Records:
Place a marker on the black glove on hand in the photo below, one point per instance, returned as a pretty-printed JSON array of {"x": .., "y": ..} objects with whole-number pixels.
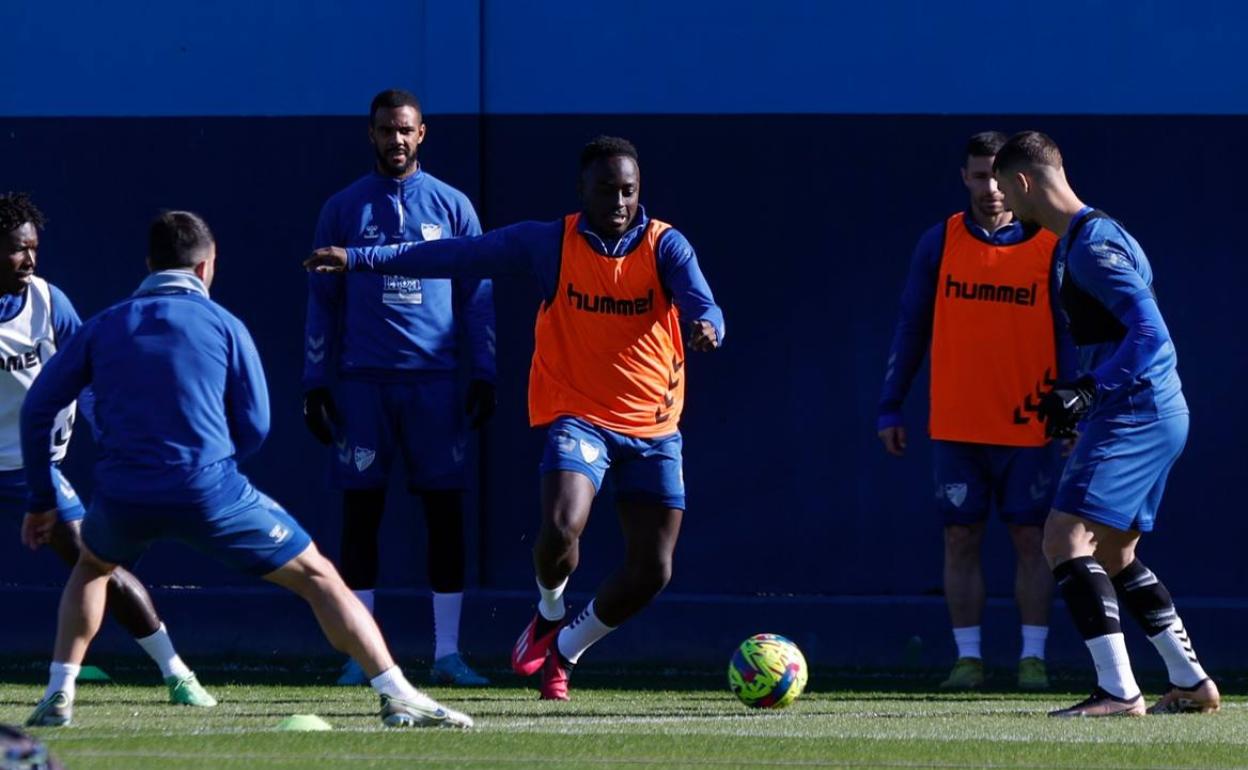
[
  {"x": 1065, "y": 406},
  {"x": 321, "y": 416},
  {"x": 481, "y": 402}
]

Set problem: Can you copy all of the data above line for line, leaving out the picture?

Result:
Place a marker on the black glove on hand in the photo below, one point per instance, returned as a pretty-printed JSON array of {"x": .., "y": ..} objects with whole-number pixels.
[
  {"x": 1065, "y": 406},
  {"x": 321, "y": 416},
  {"x": 481, "y": 402}
]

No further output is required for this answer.